In the text about Garbo's face, which film is said to have again been shown in Paris in the last few years?

[START Text to read]

Garbo still belongs to that moment in cinema when capturing the human face
still plunged audiences into the deepest ecstasy, when one literally lost
oneself in a human image as one would in a philtre, when the face
represented a kind of absolute state of the flesh, which could be neither
reached nor renounced. A few years earlier the face of Valentino was
causing suicides; that of Garbo still partakes of the same rule of Courtly
Love, where the flesh gives rise to mystical feelings of perdition.

It is indeed an admirable face-object. In Queen Christina, a film which has
again been shown in Paris in the last few years, the make-up has the snowy
thickness of a mask: it is not a painted face, but one set in plaster,
protected by the surface of the colour, not by its lineaments. Amid all
this snow at once fragile and compact, the eyes alone, black like strange
soft flesh, but not in the least expressive, are two faintly tremulous
wounds. In spite of its extreme beauty, this face, not drawn but sculpted
in something smooth and fragile, that is, at once perfect and ephemeral,
comes to resemble the flour-white complexion of Charlie Chaplin, the dark
vegetation of his eyes, his totem-like countenance.

[END Text to read]
[START Stored records]

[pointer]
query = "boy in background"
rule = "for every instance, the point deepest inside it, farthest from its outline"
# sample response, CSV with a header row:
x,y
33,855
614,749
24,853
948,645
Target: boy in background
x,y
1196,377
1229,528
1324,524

[END Stored records]

Exercise response » Queen Christina